[START EXTRACTED RECORDS]

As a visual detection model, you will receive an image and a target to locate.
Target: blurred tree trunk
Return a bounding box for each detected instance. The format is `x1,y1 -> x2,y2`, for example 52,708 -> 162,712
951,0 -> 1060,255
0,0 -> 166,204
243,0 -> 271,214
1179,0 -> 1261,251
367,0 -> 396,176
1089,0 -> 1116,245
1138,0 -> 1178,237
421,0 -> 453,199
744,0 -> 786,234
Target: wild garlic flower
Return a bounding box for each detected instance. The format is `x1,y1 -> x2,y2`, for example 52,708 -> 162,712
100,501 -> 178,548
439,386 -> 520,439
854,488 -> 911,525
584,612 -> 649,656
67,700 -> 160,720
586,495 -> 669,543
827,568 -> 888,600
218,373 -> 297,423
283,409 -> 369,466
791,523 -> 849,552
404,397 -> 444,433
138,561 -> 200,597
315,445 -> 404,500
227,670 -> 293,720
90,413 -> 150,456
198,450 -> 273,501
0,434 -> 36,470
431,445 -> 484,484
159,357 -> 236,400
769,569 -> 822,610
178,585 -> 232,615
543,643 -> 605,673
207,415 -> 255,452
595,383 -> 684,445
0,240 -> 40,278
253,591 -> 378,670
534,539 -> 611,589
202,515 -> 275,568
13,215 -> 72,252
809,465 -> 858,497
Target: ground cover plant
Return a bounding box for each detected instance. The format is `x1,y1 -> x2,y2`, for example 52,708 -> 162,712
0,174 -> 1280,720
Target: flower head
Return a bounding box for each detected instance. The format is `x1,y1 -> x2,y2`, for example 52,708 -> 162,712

[END EXTRACTED RECORDS]

TASK BRIEF: Please reproduce all of the items above word for word.

FULL ANSWER:
As a visual detection model, you will receive an image and a target to locate.
Target: blurred tree trunk
Return a bounding box for each detected instance. The format is `x1,y1 -> x2,y2`, for example 52,708 -> 162,712
951,0 -> 1060,255
0,0 -> 166,204
243,0 -> 271,214
1179,0 -> 1261,251
367,0 -> 396,176
1089,0 -> 1116,245
1138,0 -> 1178,237
421,0 -> 453,199
744,0 -> 786,234
Target: wild garlic flower
Return a bounding box for each detected instance. The format is `x1,y1 -> x2,y2`, for example 52,708 -> 162,712
100,501 -> 178,548
439,386 -> 520,439
854,488 -> 911,525
584,612 -> 649,656
67,700 -> 160,720
586,495 -> 669,543
827,568 -> 888,600
218,373 -> 297,423
283,409 -> 369,466
791,523 -> 849,552
404,397 -> 444,433
138,561 -> 200,597
315,445 -> 404,500
227,670 -> 293,720
90,413 -> 150,456
198,450 -> 273,501
0,434 -> 36,470
431,445 -> 484,484
159,357 -> 236,400
769,569 -> 822,610
178,585 -> 232,615
543,643 -> 605,673
207,415 -> 255,452
595,383 -> 684,445
0,240 -> 40,278
253,591 -> 378,670
534,539 -> 611,589
202,515 -> 275,568
13,215 -> 72,252
809,465 -> 858,497
Target: ground cover plant
Return a bounding box for each detected instance. The format is `x1,y1 -> x2,y2`, for example 52,708 -> 162,712
0,174 -> 1280,720
Target: flower head
Return a bounding box for each detected instance. The format is `x1,y1 -> x2,y2`, for example 52,708 -> 162,712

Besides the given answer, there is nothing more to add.